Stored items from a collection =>
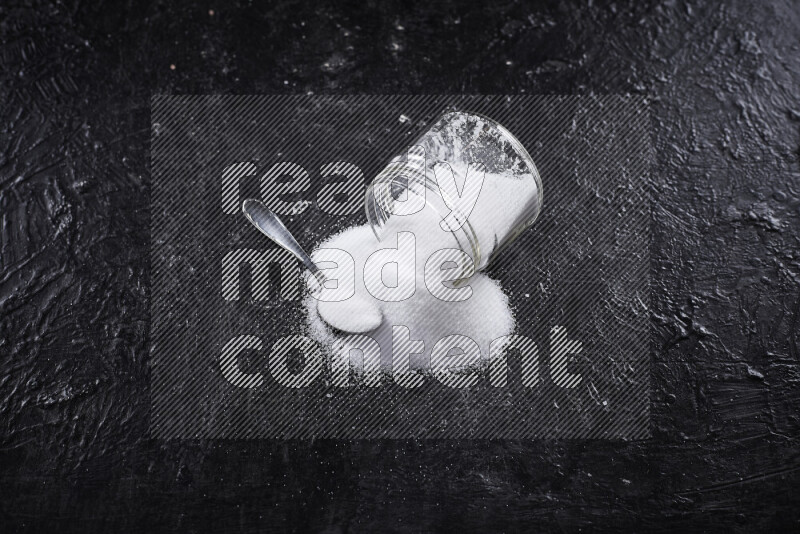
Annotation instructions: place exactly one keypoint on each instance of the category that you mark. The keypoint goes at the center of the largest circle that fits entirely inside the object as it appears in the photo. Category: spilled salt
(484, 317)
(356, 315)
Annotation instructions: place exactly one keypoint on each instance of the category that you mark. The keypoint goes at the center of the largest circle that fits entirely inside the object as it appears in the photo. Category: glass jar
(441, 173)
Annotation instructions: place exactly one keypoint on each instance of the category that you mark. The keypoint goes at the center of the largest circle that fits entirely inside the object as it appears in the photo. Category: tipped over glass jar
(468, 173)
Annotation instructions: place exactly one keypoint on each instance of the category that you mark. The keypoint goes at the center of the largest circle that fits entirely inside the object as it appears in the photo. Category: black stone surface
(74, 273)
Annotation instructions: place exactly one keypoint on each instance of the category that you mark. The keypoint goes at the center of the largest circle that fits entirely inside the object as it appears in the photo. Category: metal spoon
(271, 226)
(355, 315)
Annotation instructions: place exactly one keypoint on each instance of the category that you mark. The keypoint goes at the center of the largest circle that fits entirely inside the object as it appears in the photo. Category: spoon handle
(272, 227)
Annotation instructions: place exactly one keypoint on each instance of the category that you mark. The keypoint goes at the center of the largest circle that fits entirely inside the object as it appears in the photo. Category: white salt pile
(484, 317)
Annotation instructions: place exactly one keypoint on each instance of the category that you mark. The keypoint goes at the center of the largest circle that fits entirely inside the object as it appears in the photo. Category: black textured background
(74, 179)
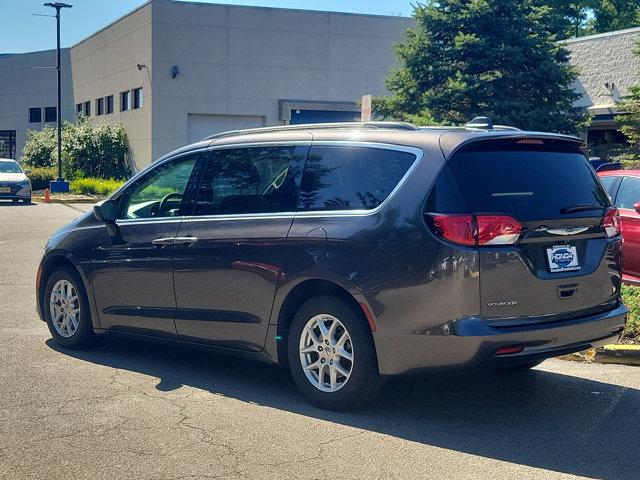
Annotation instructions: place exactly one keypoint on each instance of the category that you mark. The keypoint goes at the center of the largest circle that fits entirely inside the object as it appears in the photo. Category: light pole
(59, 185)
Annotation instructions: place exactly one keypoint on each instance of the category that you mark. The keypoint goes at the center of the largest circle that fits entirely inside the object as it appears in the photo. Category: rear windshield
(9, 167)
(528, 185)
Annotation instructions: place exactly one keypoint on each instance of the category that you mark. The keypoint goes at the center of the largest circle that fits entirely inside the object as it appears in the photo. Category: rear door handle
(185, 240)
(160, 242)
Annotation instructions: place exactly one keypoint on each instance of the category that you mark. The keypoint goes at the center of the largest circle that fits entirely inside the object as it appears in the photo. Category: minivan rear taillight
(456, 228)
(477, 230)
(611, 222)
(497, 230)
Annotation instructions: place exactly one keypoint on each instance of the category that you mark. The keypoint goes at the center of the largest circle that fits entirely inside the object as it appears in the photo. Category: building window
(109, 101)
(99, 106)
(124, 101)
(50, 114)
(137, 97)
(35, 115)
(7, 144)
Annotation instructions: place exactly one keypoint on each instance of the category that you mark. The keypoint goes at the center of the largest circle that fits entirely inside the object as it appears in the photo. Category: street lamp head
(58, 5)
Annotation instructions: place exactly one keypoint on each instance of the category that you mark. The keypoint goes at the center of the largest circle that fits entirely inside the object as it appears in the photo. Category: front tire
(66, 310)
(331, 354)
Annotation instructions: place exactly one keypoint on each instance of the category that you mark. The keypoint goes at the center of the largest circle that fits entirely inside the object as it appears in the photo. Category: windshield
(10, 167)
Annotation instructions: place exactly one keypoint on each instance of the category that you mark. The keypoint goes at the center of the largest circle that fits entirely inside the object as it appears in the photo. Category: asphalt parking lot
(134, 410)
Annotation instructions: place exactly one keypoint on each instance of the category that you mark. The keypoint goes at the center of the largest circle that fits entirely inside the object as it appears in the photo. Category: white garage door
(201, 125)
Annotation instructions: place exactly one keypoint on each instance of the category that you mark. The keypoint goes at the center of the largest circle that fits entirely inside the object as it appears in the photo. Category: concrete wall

YOUR INSTRUCTIONS =>
Make an exact copy of every line from the one with "asphalt parking lot" to the end of the data, with the first and last of those lines included.

THE REPLY =>
Annotation instructions: place exactly one keypoint on each instance of the category that you mark. The keypoint goes at the center of the largest circle that fits entirely inside the object as it appears in the photo. Category: asphalt parking lot
(134, 410)
Annotation instructions: place exactly one keypoint on each instance of the category that you mark. The keypoint goes at the center of the largest circle that fits entirely inside the object as it appears in the photo. Category: white garage door
(201, 125)
Annotation instructions: place exactly one keypoint on each instance of the category that you mark. The keypoint goes at the center of the largest circle that fits entirely inside the object as it appears in the photo. Category: concrete wall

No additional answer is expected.